#### [SHORT TASK]
Reproduce the material below word for word, leaving out the pictures.
* Begin *
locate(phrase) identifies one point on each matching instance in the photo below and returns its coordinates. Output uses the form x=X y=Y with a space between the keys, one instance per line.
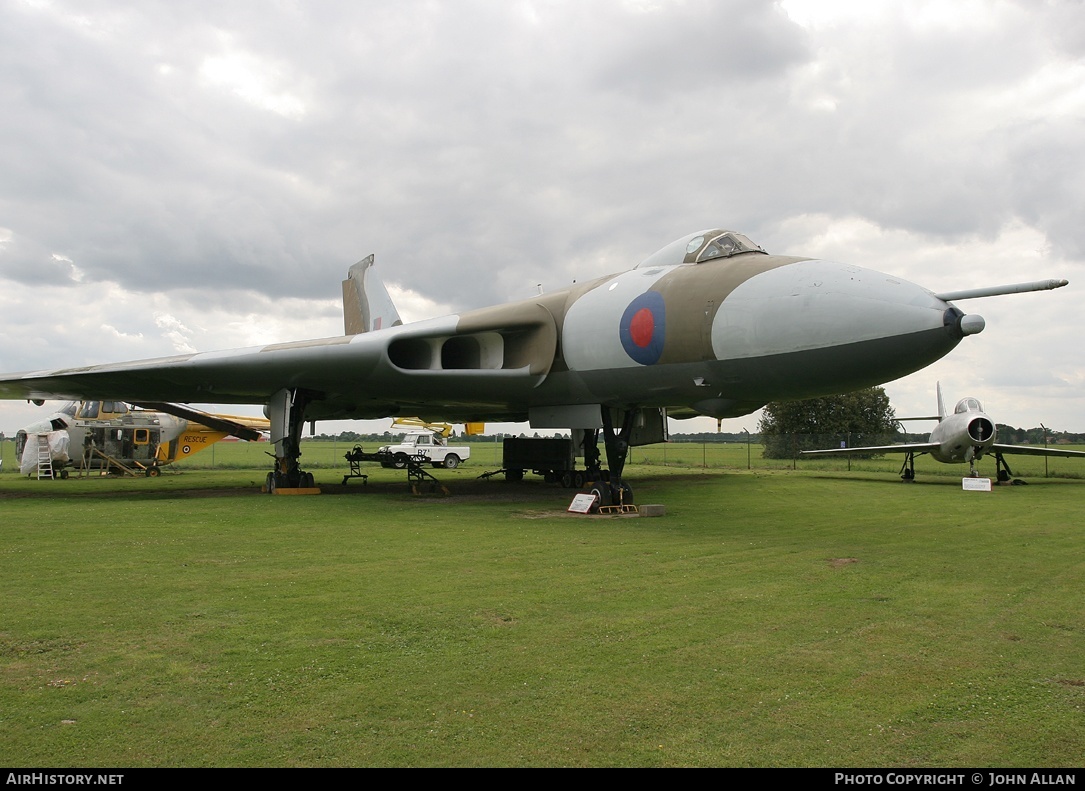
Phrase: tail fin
x=366 y=303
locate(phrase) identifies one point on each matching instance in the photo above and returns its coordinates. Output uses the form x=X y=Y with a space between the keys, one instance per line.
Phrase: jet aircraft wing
x=905 y=448
x=1035 y=450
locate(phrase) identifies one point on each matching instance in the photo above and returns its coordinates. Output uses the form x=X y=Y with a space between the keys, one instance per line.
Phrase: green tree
x=860 y=418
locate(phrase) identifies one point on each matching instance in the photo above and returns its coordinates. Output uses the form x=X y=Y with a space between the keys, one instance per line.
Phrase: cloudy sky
x=196 y=176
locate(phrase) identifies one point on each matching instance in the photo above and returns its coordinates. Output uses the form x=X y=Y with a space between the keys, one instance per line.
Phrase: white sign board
x=582 y=504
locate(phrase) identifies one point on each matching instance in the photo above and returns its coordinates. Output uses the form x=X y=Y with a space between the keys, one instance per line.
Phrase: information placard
x=583 y=502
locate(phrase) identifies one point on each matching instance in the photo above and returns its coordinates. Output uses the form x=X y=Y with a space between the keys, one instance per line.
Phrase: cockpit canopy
x=702 y=246
x=968 y=405
x=92 y=410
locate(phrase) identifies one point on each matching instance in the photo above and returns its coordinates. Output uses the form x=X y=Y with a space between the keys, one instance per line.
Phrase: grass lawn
x=773 y=617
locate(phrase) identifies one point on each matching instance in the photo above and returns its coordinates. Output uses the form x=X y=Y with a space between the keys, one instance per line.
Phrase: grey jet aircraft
x=967 y=435
x=709 y=324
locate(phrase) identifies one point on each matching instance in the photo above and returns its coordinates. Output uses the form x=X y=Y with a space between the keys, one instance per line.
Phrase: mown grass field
x=774 y=617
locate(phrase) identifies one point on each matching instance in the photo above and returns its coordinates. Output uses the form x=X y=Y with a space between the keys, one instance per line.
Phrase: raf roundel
x=641 y=329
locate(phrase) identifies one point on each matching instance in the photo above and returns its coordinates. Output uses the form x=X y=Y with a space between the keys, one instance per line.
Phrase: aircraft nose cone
x=847 y=326
x=971 y=324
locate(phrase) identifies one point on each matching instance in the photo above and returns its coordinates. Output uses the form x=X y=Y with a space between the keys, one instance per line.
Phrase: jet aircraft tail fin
x=367 y=305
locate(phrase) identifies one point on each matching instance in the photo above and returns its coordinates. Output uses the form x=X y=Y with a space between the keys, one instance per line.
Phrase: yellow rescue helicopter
* End *
#### [RESULT BELOW]
locate(phrase) identifies one point on each matching instance in the photo below and returns its coordinates. Output uses the form x=X y=Y with a space between the keys, one instance per line.
Phrase: tail fin
x=366 y=303
locate(phrase) identifies one point on each matching instance in the photo above and returns its coordinates. Output uses the form x=X y=Y with a space between the keys, one instance per line.
Phrase: jet aircraft wing
x=905 y=448
x=1035 y=450
locate(phrase) identifies one point on each matching instance in the photo above and returns its coordinates. Output uses the form x=X y=Y with a space between the keys, one instance per line.
Phrase: green tree
x=860 y=418
locate(phrase) identifies one point on each matching instance in the photo above and returns its coordinates. Output uses the form x=X y=Y with a space between the keys, one instance per line.
Phrase: cloudy sky
x=196 y=176
locate(phrase) identifies one point on each matching instance in the photo above and returns its coordinates. Output uses the form x=X y=Y with a space between the keys, one instance per line.
Phrase: white sign board
x=582 y=504
locate(phrase) identifies one point on each matching instance in the photo above and returns its coordinates. Output uses the form x=X y=Y with a space between the keys, one instance per line.
Phrase: information placard
x=583 y=502
locate(phrase) identifies one point on each matching instance in the photo above and returns its coordinates. Output uses the form x=X y=Y with a space between the keys, one instance per line.
Phrase: cockpit canopy
x=702 y=246
x=968 y=405
x=92 y=410
locate(phrase) identifies one point on each matching instance in the photo above and returns its coordinates. Output uses the form x=X y=Y with a space between the keys, one instance per line.
Phrase: grass lawn
x=773 y=617
locate(phrase) identifies one point on each matching instance in the photo above and returns its coordinates. Output uses the form x=X y=Y with a space between the keys, one instance per line.
Phrase: grey jet aircraft
x=967 y=435
x=709 y=324
locate(phrase) identifies one point on each matching instance in the photo above and returns its coordinates. Output uses the form x=X y=Y with a space between the keys, one instance per line.
Phrase: mown grass field
x=774 y=617
locate(phrase) identifies one point on each matching instance in the photo above and returns its coordinates. Output uses the form x=X y=Y with a space between the keys, one instance per line.
Phrase: raf roundel
x=641 y=329
locate(phrase) identifies one point on each matching instance in the photo above and returns its coordinates. Output uses the form x=X y=Y with a space between the keys, one instance per line.
Phrase: aircraft nose cone
x=847 y=326
x=971 y=324
locate(phrase) identifies one point on each matching instance in the photo above and returns its coordinates. Output uses the form x=X y=Y with a space between the keys, one instance per line.
Phrase: jet aircraft tail fin
x=367 y=305
locate(phrase) identifies one point on each matching instance in the photo above and returns its coordinates. Output uses the form x=X y=Y with a space between the keys, one instance per line.
Phrase: yellow rescue helicopter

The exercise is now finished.